### TASK ITEM A
Translate this sentence from the Mubarak excerpt into Spanish: "Three days of public mourning were declared and state television played clips of Mubarak with a black ribbon at the corner of the screen."
### TASK ITEM B
Reproduce the stretch of the Mubarak excerpt from "He died in intensive" through "of the screen.".

A partner of the West in fighting Islamists, Mubarak presided over an era of stagnation and repression at home and was an early victim of the “Arab Spring” revolutions that swept the region.

He died in intensive care after undergoing surgery. Egypt’s presidency and armed forces mourned him as a hero for his role in the 1973 Arab-Israeli war and the former air force officer will be given a military funeral.

Three days of public mourning were declared and state television played clips of Mubarak with a black ribbon at the corner of the screen.

Mubarak, arrested two months after being forced out by protesters in Tahrir Square in 2011, spent several years in jail and military hospitals.

He was sentenced to life in prison for conspiring to murder 239 demonstrators during the 18-day revolt, but was freed in 2017 after being cleared.

He was then convicted in 2015 along with his two sons of diverting public funds to upgrade family properties. They were sentenced to three years in jail.

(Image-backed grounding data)

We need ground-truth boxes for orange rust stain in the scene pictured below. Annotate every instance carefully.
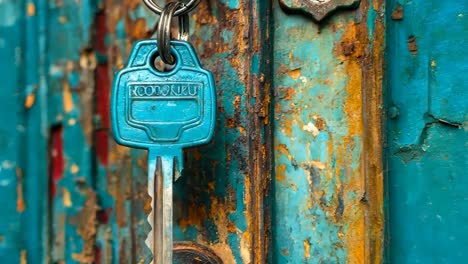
[20,249,28,264]
[283,117,293,137]
[288,69,301,79]
[16,167,26,213]
[179,204,207,232]
[24,93,36,109]
[59,16,68,24]
[275,164,286,182]
[327,0,384,263]
[26,2,36,16]
[303,239,310,259]
[63,81,74,113]
[240,175,252,263]
[237,126,247,136]
[207,196,237,263]
[330,22,367,263]
[282,87,296,100]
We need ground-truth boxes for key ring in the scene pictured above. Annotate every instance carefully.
[157,2,189,65]
[143,0,200,16]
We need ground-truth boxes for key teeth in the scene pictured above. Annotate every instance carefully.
[145,169,158,264]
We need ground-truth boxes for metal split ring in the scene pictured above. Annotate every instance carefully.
[156,2,189,65]
[143,0,200,16]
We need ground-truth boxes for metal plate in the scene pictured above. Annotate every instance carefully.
[280,0,359,21]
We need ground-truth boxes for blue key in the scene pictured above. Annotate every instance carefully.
[111,40,216,264]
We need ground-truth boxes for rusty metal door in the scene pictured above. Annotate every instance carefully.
[0,0,384,263]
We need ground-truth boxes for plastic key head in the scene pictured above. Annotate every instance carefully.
[111,40,216,264]
[111,40,216,155]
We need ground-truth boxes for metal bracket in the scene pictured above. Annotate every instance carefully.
[279,0,360,21]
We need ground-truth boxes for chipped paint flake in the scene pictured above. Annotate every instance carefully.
[62,188,73,208]
[70,164,80,174]
[26,2,36,16]
[302,122,320,137]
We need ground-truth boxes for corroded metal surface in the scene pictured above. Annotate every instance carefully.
[272,0,384,263]
[0,0,383,264]
[279,0,360,21]
[386,0,468,263]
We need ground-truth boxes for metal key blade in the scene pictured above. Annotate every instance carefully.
[146,149,182,264]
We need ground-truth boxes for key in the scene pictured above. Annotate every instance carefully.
[111,40,216,264]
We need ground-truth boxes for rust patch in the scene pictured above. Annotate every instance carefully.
[26,2,36,16]
[62,80,74,113]
[288,69,301,79]
[407,35,418,55]
[303,239,310,259]
[24,93,36,109]
[392,3,403,20]
[20,249,28,264]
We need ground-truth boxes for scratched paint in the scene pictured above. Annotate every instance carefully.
[272,1,383,263]
[386,0,468,263]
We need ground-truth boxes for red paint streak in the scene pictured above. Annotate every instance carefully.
[94,12,110,166]
[49,126,65,198]
[94,246,102,263]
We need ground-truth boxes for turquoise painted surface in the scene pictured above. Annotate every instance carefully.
[0,1,47,263]
[0,1,25,263]
[272,1,383,263]
[386,0,468,263]
[0,0,381,264]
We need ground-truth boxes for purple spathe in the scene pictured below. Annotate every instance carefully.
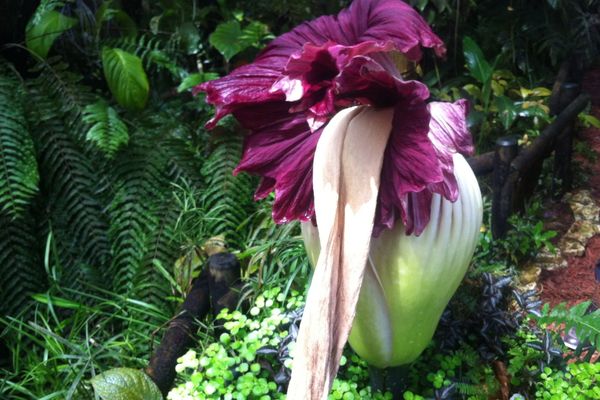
[196,0,472,235]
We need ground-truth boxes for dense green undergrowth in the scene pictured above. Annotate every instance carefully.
[0,0,600,399]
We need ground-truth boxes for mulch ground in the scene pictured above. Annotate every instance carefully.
[539,70,600,306]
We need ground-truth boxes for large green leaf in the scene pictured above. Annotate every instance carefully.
[102,47,150,110]
[25,10,77,58]
[463,36,494,84]
[208,20,247,61]
[91,368,163,400]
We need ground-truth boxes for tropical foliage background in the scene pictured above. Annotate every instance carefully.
[0,0,600,399]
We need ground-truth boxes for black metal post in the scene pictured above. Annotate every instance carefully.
[552,82,581,194]
[492,136,519,239]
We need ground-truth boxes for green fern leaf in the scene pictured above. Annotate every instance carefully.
[0,60,39,218]
[82,100,129,158]
[25,9,77,58]
[0,214,46,315]
[534,301,600,349]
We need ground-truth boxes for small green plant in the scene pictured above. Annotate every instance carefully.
[537,301,600,355]
[167,288,391,400]
[535,363,600,400]
[474,201,557,268]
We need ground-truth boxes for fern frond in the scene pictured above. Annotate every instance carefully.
[106,35,181,78]
[109,140,175,299]
[28,57,98,145]
[28,75,110,287]
[0,214,46,315]
[202,133,257,249]
[82,100,129,158]
[534,301,600,349]
[0,60,39,218]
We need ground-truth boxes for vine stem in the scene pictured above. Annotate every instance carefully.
[369,365,410,400]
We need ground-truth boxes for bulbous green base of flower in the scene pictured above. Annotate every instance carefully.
[302,154,483,368]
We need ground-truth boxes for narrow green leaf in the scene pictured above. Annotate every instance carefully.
[463,36,493,84]
[208,20,248,61]
[91,368,163,400]
[102,47,150,110]
[494,96,518,129]
[25,10,77,58]
[82,100,129,158]
[177,72,219,93]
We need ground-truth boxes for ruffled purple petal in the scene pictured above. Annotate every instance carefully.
[374,102,444,235]
[339,0,446,61]
[428,100,474,201]
[234,102,322,223]
[196,0,445,233]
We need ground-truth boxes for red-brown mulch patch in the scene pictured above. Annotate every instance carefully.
[539,93,600,306]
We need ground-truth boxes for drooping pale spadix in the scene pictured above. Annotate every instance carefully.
[197,0,481,400]
[302,123,483,368]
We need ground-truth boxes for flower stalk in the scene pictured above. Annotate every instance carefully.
[197,0,482,400]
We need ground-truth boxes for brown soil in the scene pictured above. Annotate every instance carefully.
[539,90,600,306]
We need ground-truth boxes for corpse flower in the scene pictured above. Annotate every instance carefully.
[197,0,482,399]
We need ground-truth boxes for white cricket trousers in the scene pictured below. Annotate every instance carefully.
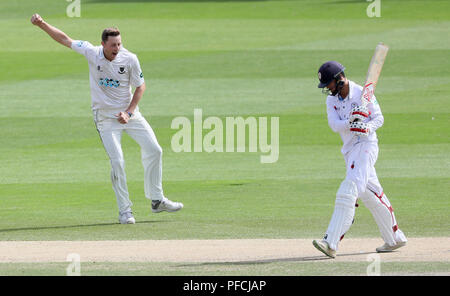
[325,142,406,250]
[93,109,163,214]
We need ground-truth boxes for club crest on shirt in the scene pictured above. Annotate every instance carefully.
[119,66,125,74]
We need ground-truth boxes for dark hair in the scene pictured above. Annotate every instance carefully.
[102,27,120,42]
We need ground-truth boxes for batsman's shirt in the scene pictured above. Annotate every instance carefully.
[72,40,144,110]
[327,81,384,155]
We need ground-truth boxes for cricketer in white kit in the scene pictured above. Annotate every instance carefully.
[31,14,183,224]
[313,61,407,258]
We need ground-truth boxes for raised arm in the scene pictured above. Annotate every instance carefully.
[31,14,72,48]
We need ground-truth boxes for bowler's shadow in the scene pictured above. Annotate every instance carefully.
[0,221,163,233]
[175,252,376,267]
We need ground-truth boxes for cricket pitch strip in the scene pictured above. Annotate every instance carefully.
[0,237,450,264]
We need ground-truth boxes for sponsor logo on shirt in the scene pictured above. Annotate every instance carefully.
[98,78,120,88]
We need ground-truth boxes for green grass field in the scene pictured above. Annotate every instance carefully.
[0,0,450,275]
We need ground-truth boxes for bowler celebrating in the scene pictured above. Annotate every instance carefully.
[313,61,406,258]
[31,14,183,224]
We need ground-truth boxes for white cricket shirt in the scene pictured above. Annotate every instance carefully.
[72,40,144,111]
[327,80,384,155]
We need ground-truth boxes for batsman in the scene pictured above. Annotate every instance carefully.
[313,61,407,258]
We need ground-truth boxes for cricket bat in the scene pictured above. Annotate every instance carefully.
[361,42,389,107]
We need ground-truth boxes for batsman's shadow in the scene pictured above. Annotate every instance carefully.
[0,220,163,233]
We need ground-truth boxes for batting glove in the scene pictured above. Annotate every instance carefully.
[350,121,371,137]
[348,106,370,123]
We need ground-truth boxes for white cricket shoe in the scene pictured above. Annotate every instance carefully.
[376,242,406,253]
[313,240,336,258]
[152,197,183,213]
[119,212,136,224]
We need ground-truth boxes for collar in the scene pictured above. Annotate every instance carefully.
[337,80,354,102]
[98,46,106,59]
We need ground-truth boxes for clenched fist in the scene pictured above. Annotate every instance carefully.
[31,13,44,26]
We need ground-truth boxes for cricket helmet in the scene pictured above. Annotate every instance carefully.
[317,61,345,88]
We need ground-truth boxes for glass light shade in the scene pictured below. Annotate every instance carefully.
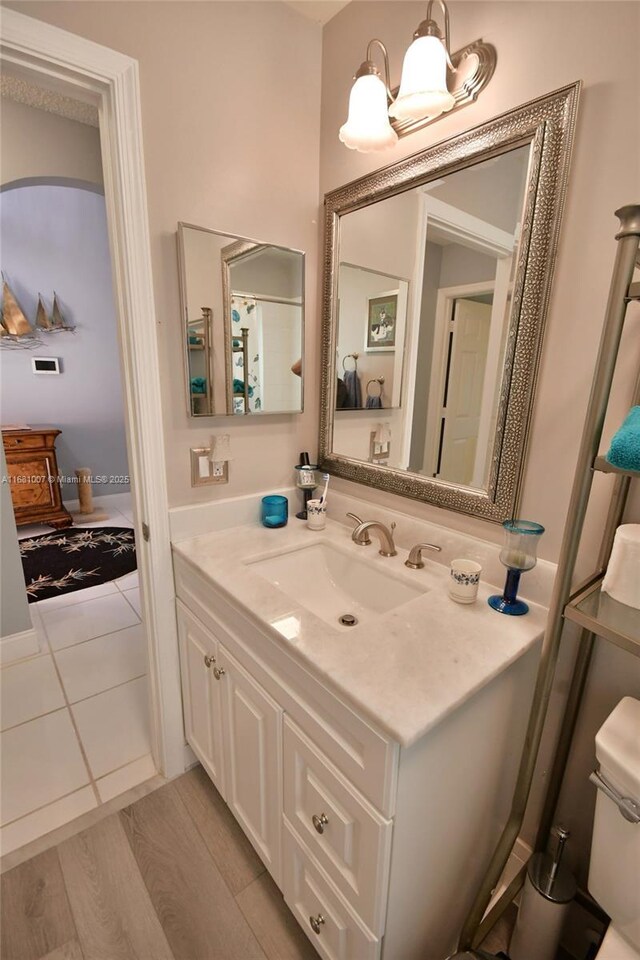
[389,37,456,120]
[338,74,398,153]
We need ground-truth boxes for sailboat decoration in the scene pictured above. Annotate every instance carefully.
[36,290,75,333]
[0,274,42,349]
[50,290,75,333]
[0,282,75,350]
[36,293,51,330]
[2,276,33,337]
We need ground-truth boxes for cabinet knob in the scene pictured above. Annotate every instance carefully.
[309,913,326,934]
[311,813,329,833]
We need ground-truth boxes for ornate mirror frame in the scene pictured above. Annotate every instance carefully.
[319,81,581,522]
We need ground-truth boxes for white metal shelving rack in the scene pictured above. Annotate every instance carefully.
[459,204,640,950]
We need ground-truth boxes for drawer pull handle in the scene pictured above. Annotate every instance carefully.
[311,813,329,833]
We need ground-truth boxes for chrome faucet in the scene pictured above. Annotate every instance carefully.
[404,543,442,570]
[347,513,397,557]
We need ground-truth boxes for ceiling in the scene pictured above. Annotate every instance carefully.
[285,0,349,24]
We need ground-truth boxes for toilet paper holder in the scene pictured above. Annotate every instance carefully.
[589,770,640,823]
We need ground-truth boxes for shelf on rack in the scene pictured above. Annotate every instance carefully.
[593,457,640,477]
[564,577,640,657]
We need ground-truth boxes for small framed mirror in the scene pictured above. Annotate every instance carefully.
[178,229,304,417]
[320,84,580,521]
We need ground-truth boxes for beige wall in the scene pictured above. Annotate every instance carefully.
[320,0,640,570]
[11,0,321,506]
[320,0,640,884]
[0,97,102,184]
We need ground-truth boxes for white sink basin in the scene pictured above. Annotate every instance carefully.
[246,543,428,629]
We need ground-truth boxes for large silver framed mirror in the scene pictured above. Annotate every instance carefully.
[319,83,580,522]
[178,229,304,417]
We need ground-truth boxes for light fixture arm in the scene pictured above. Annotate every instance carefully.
[353,37,393,101]
[413,0,455,73]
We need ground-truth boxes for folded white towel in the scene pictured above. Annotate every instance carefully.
[602,523,640,610]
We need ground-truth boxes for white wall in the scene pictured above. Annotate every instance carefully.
[320,0,640,884]
[0,186,129,500]
[0,97,102,184]
[11,0,321,506]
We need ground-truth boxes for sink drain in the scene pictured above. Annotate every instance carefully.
[338,613,358,627]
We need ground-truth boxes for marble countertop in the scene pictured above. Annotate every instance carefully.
[173,520,547,747]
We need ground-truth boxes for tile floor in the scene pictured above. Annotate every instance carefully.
[0,495,156,854]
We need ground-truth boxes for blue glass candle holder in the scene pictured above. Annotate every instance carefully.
[487,520,544,617]
[261,494,289,528]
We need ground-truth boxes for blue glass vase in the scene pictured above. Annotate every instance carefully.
[261,494,289,528]
[487,520,544,617]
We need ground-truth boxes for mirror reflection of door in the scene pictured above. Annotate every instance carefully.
[332,146,529,490]
[432,297,491,486]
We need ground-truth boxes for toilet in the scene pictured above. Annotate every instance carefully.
[588,697,640,960]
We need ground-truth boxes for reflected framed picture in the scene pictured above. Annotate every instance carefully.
[364,290,398,353]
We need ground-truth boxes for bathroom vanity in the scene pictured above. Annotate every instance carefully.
[173,521,545,960]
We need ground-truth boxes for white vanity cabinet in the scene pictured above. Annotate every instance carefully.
[174,551,537,960]
[178,602,282,883]
[178,604,226,797]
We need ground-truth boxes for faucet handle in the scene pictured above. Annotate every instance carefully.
[347,513,371,547]
[404,543,442,570]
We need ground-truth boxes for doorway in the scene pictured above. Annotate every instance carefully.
[0,1,185,856]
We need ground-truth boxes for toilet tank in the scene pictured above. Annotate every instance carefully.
[589,697,640,949]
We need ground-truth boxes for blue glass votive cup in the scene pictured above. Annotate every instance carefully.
[262,494,289,527]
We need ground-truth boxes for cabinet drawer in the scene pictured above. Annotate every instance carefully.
[173,553,397,816]
[283,825,380,960]
[284,717,393,936]
[7,455,57,511]
[2,433,51,452]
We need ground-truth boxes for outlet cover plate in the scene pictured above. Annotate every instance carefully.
[191,447,229,487]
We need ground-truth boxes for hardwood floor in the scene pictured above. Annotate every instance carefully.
[0,767,318,960]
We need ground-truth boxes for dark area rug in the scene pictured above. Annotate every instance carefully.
[19,527,136,603]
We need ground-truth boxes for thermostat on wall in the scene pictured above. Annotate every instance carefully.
[31,357,60,374]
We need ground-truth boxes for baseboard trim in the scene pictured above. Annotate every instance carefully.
[0,627,40,667]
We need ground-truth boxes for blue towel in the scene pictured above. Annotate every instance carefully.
[343,370,362,408]
[606,407,640,470]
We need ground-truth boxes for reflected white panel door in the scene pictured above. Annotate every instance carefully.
[216,645,282,884]
[178,602,225,797]
[437,299,491,484]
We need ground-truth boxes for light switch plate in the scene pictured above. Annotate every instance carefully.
[191,447,229,487]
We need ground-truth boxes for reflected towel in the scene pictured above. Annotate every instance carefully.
[606,407,640,470]
[602,523,640,608]
[344,370,362,408]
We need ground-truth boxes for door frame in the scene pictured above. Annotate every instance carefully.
[0,8,185,777]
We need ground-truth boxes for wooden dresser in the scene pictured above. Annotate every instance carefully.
[2,427,73,530]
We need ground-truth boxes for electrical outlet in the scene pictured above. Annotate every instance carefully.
[191,447,229,487]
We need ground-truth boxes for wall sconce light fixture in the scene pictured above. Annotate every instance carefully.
[339,0,496,153]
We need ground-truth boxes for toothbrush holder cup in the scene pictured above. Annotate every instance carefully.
[449,560,482,603]
[307,500,327,530]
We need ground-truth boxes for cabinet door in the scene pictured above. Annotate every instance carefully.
[219,645,282,885]
[177,602,225,797]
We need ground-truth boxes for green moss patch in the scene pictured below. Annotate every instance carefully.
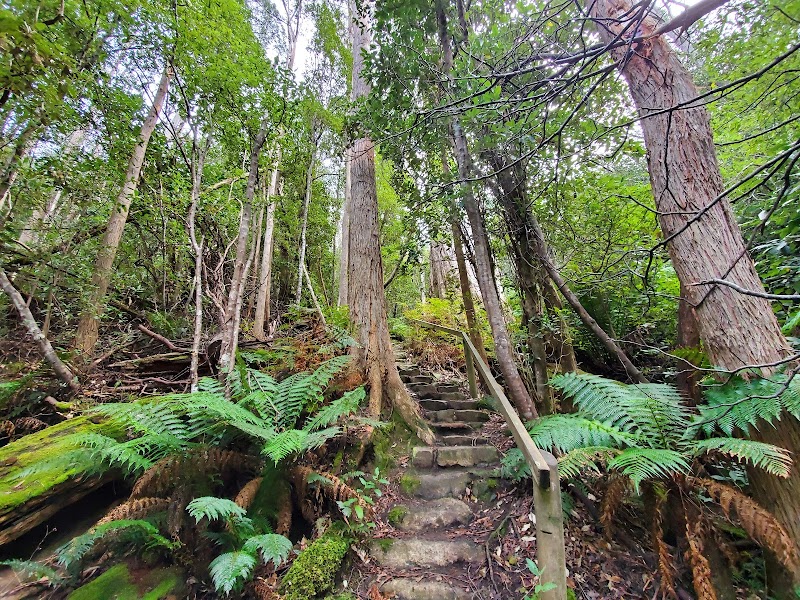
[280,530,350,600]
[386,504,408,527]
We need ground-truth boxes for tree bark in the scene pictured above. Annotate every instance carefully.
[0,268,80,391]
[253,168,278,342]
[587,0,800,597]
[219,118,269,380]
[75,64,174,358]
[337,154,350,306]
[436,0,538,419]
[294,128,317,306]
[347,0,434,444]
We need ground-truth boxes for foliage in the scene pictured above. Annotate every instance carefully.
[503,373,800,593]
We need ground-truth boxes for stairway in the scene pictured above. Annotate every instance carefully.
[370,349,500,600]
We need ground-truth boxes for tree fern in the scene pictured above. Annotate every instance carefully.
[208,551,257,595]
[303,387,366,431]
[242,533,294,569]
[694,437,792,477]
[55,519,176,569]
[186,496,247,522]
[608,448,691,491]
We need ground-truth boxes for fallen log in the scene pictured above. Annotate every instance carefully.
[0,417,120,546]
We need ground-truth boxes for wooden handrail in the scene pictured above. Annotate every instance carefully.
[408,319,567,600]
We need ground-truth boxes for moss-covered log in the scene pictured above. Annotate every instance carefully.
[0,417,122,546]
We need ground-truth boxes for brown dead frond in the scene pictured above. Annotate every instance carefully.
[600,477,629,538]
[686,514,717,600]
[234,477,264,510]
[275,482,292,535]
[0,421,17,440]
[14,417,47,433]
[97,498,172,525]
[131,448,260,498]
[253,573,282,600]
[650,494,678,598]
[688,477,800,572]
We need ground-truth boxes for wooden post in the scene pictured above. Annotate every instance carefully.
[462,333,479,398]
[533,450,567,600]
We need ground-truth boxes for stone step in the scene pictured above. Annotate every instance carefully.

### FINAL ANSWER A
Se declararon tres días de duelo público y la televisión estatal emitió imágenes de Mubarak con un lazo negro en la esquina de la pantalla.

### FINAL ANSWER B
He died in intensive care after undergoing surgery. Egypt’s presidency and armed forces mourned him as a hero for his role in the 1973 Arab-Israeli war and the former air force officer will be given a military funeral.

Three days of public mourning were declared and state television played clips of Mubarak with a black ribbon at the corner of the screen.